(Beginning of EXTRACT)

Is the dispute with Melvyn Levi of genuine interest to the fans of Leeds United or does Ken Bates publish information embarrassing to Melvyn Levi irrespective of whether there is any genuine interest in the story? I find it difficult to accept that genuine fans have any interest in this dispute. It arose in 2004 over a disputed debt of £190,400. The dispute about the call option can be of no interest to the fans as Ken Bates succeeded in taking over the club without having to exercise it. Whilst £190,400 would seem like a lot of money to most of the fans of the club it is a very modest amount in modern day football when, even in the Championship, players are paid £20,000-£30,000 per week. When the fact that the debt was actually owed to the limited company who previously owned the club, (and was subsequently assigned by the administrator), is taken into account and the fact that the club has gone through two relegations, one promotion and an administration since then, it is hard to see how the fans would regard this issue as significant. Some support for this assessment is found in the fact that no fans appear to have either telephoned Melvyn Levi or accosted him at his home despite the invitation to do so in the programme.

(End of EXTRACT)
(Beginning of SUPPLIED MATERIAL)

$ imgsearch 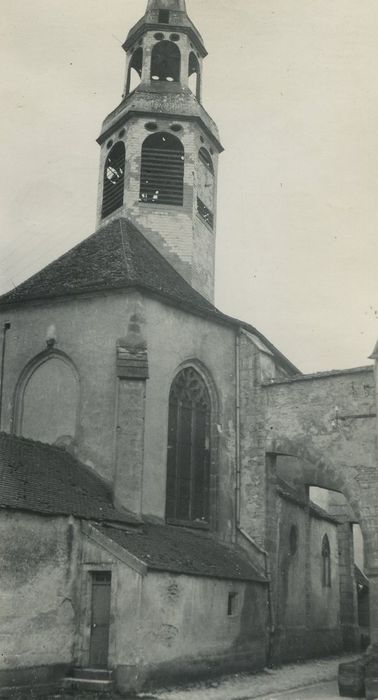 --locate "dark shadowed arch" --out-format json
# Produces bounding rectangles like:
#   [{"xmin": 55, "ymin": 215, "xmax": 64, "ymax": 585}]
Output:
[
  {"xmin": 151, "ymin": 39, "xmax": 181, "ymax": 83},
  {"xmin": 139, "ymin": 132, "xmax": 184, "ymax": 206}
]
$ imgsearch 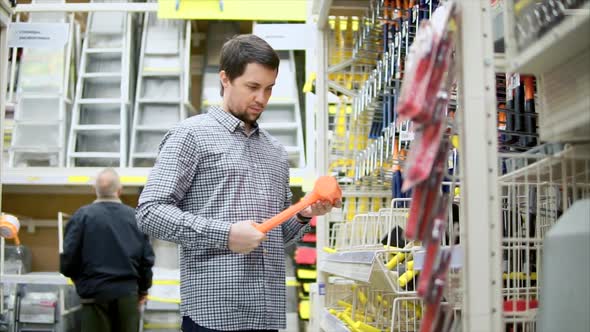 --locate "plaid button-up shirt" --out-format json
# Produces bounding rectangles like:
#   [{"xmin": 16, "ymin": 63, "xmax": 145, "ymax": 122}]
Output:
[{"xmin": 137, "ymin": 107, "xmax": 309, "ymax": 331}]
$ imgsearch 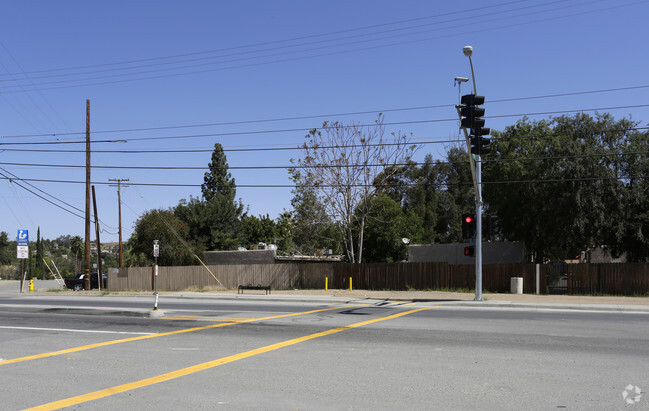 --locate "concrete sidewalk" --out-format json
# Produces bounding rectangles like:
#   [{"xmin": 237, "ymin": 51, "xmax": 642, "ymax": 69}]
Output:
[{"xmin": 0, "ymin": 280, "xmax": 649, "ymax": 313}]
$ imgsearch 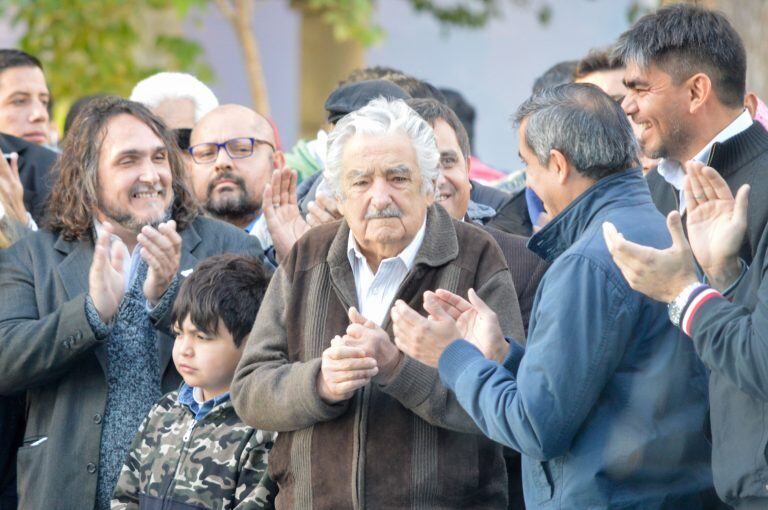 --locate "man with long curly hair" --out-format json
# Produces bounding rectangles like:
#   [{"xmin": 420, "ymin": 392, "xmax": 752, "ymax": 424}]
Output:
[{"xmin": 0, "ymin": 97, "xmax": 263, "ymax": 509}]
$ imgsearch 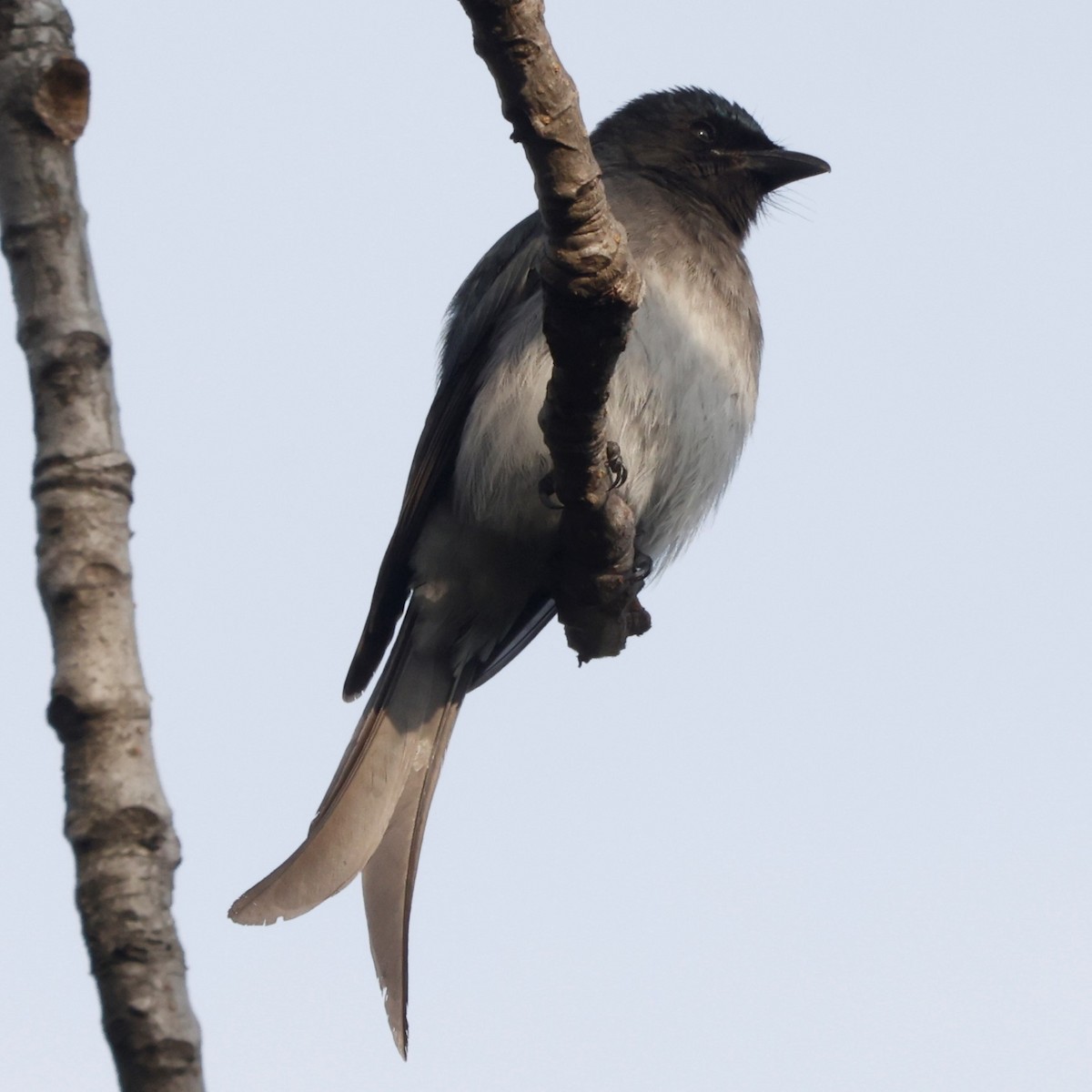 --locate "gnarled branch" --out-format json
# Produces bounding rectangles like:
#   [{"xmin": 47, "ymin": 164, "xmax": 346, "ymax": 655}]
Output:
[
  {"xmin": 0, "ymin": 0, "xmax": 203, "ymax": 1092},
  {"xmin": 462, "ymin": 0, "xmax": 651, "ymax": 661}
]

(End of SUPPLIED MATERIAL)

- TASK
In the text on the Melvyn Levi dispute, how much was the disputed debt?

- OUTPUT FOR THIS TASK
£190,400